#### STATED GOAL:
Print each line exactly as it is given.
● ● ●
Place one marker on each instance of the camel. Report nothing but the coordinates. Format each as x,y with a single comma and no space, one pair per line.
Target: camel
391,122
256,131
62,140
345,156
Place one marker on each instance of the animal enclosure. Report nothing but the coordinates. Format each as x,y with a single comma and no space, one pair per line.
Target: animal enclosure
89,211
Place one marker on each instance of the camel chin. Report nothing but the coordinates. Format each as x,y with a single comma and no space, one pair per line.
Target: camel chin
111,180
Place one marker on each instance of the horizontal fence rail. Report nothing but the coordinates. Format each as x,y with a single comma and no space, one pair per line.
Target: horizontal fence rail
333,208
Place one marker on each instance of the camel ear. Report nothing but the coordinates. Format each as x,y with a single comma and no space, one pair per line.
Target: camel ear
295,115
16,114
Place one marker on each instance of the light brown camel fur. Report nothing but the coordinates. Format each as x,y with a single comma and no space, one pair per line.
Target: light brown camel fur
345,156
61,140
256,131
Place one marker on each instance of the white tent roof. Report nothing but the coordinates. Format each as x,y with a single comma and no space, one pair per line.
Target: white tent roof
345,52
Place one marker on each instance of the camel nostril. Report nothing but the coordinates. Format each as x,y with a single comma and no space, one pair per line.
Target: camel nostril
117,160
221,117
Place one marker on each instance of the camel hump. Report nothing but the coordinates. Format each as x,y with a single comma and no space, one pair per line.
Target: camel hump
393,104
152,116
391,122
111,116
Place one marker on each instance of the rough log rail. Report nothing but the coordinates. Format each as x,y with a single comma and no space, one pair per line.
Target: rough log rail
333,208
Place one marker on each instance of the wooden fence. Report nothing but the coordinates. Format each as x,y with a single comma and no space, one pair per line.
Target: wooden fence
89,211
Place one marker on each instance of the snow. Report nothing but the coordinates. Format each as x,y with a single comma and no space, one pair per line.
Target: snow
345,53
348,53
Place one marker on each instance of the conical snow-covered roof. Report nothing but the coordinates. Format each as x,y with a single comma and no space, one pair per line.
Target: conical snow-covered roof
● ● ●
#### EXERCISE RESULT:
Place one marker on each instance of the camel. Report nothing but the coordinates. Format each as x,y with a single comma and no space, one pair per line.
Target: camel
391,122
256,131
62,140
345,156
Place one marker on each instance of the animal enclosure. Report nothing but the coordinates. Format each as x,y with a single comma and no space, one pair per line.
Target: animal enclosure
89,211
Place one marker on each instance of the camel chin. Report nothing but the coordinates. Format each as x,y with a single comma and no space, one pair per line.
Target: camel chin
111,180
Place one marker on each instance of the horizontal fence rail. Report nothing but the coordinates. Format each as x,y with a single comma and no space, one pair per line.
Target: horizontal fence rail
333,208
Place one marker on each instance of the camel ear. Report nothing but the coordinates. Format each as x,y with a single comma and no space, one pair per line.
Target: camel ear
295,115
16,114
Place one marker on each instance of the light brown camel fur. Report nothing but the coordinates. Format each as x,y with a single comma and no space, one pair per line.
Target: light brown camel fur
345,156
61,140
256,131
Place one marker on each instance of the white tent roof. Report nothing but the coordinates. Format each as x,y with a single comma and no space, one pair per line.
Target: white tent roof
345,52
Place one marker on each instance of the camel nostril. Report nothing but the coordinates. Format each as x,y with a single comma and no space, one pair per line.
Target: camel nostril
117,160
221,117
Place one marker on each instance of the camel hump. Report nothing but the coordinates. Format each as x,y with a single comma and no space, one pair per line.
Target: camel hump
393,104
152,116
391,122
111,116
Place one marker on each instance of the rough log rail. Report nothing but the coordinates. Format each as x,y with a single comma and no space, one pair per line.
Target: rough log rail
333,208
Place one marker on each instance of the wooden fence. Report nothing but the coordinates. Format each as x,y with a single comma and no space, one pair per line.
Target: wooden fence
89,211
Place one marker on each instance of the snow. Report nothing but the coordinates. Format each as x,y with a single comma and no space, one pair per line.
Target: snow
345,53
348,53
Place one marker on each instance of the conical snow-covered roof. Report nothing but the coordinates. Format each as x,y with a single comma and no space, one pair per line.
Target: conical snow-covered roof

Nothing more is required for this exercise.